Answer with a bare number: the count of lines in the records below that have the word "white".

GIVEN RECORDS Start Marker

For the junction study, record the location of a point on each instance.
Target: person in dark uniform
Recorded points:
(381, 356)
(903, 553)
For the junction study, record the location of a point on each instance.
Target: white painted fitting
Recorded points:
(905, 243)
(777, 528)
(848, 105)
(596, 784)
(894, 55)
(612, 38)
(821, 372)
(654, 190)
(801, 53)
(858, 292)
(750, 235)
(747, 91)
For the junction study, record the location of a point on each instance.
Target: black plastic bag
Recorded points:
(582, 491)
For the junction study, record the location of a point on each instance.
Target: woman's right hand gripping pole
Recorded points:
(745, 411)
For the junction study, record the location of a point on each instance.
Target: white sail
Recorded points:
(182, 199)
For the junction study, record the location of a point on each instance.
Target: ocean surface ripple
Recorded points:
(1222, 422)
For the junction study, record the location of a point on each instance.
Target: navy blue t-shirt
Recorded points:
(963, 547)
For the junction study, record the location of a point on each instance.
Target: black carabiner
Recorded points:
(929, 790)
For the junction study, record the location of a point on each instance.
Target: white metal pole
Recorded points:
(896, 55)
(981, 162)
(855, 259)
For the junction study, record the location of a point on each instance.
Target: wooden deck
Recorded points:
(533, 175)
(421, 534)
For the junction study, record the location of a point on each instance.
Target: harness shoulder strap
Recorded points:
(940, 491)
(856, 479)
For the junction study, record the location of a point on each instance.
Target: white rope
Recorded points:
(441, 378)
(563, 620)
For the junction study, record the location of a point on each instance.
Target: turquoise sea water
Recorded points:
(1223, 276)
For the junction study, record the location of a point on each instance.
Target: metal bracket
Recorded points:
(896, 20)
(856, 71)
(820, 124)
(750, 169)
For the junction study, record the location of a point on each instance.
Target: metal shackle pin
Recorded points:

GIVEN RECORDS End Marker

● RESPONSE TO THIS EXERCISE: 4